== Texto de origem ==
<<<<

O novo líder do PSD fez dois discursos que marcam uma nova estratégia (negociar com o PS) e deixam pistas para mudanças no programa (algumas). Rui Rio começará agora a etapa mais difícil: como encher um Rio vazio, com os concorrentes em vantagem (o PS tem o poder e o CDS dois anos de propostas nestas matérias). O caudal, até agora, não é muito diferente do de Passos - e é este:

1. Dois temas para conversar (e mais dois)

Rui Rio não prescindiu do que o diferencia: alguns bloqueios estruturais do país não se resolvem "sem a colaboração de todos". No encerramento, deixou dois: descentralização e sustentabilidade da Segurança Social. Mas no discurso inicial tinha mais dois na manga: sistema político e justiça. O PS diz agora aguardar os termos da proposta - porque de concreto não se ouviu muito.

2. Uma omissão: finanças públicas

Talvez a maior diferença do PSD de Rio para o PSD de Passos. O novo líder aponta o discurso para a classe média, fala primeiro de questões sociais. E - sobretudo - não olha para a gestão orçamental do Governo como um fracasso (ou pelo menos passou ao lado do tema). O Diabo acabou-se? Não tanto, porque Rui Rio diz que o país cresce à boleia dos parceiros europeus e não estruturalmente. Mas por razões de modelo económico e não de má consolidação (ver ponto seguinte).

3. Economia e redistribuição

Com a mesma crítica ao Governo que Passos fazia ("governar não é apenas distribuir simpatias e conceder-lhes mais direitos"), Rui citou um ex-chanceler alemão para marcar o seu caminho: "Se queremos chegar longe, temos que ser capazes de dar pequenos passos." Mas não foi ao concreto. Quanto ao modelo económico, também nada mudou no PSD: "O aumento do consumo privado deve ser a consequência do crescimento e não o seu principal motor."

>>>>

== Descrição do exercício ==
Transcreva sem alterações o trecho do texto sobre a nova liderança do PSD que começa em "Talvez a maior" e termina em "(ver ponto seguinte).".

== Material de dados ==
<<<<

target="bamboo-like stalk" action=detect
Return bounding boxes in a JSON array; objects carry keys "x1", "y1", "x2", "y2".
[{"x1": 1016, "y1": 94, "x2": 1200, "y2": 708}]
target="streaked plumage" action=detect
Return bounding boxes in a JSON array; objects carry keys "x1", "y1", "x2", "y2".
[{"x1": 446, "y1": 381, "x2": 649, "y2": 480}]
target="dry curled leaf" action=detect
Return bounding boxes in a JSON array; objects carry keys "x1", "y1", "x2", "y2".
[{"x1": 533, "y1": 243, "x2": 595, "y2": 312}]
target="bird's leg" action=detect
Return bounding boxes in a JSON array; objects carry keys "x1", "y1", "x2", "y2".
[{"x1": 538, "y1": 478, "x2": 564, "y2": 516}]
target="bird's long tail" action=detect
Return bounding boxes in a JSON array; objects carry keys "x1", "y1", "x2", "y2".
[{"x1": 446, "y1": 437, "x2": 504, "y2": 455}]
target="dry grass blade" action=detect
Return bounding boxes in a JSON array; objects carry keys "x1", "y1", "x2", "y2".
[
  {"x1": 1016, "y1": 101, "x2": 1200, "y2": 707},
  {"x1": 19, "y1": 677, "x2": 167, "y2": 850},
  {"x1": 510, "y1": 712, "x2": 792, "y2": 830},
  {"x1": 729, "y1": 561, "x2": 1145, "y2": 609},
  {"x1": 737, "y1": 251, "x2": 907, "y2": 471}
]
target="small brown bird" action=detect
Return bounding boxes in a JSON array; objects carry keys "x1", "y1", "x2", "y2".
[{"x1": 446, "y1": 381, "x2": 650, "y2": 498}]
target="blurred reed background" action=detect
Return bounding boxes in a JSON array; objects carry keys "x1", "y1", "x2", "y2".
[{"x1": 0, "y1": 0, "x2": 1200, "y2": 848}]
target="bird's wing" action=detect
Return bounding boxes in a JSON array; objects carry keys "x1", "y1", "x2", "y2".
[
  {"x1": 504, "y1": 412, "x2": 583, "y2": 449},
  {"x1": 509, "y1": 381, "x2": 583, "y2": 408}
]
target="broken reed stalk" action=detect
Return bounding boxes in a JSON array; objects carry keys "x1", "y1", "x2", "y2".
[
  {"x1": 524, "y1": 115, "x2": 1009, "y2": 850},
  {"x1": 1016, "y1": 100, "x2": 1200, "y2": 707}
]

>>>>

== Resposta esperada ==
Talvez a maior diferença do PSD de Rio para o PSD de Passos. O novo líder aponta o discurso para a classe média, fala primeiro de questões sociais. E - sobretudo - não olha para a gestão orçamental do Governo como um fracasso (ou pelo menos passou ao lado do tema). O Diabo acabou-se? Não tanto, porque Rui Rio diz que o país cresce à boleia dos parceiros europeus e não estruturalmente. Mas por razões de modelo económico e não de má consolidação (ver ponto seguinte).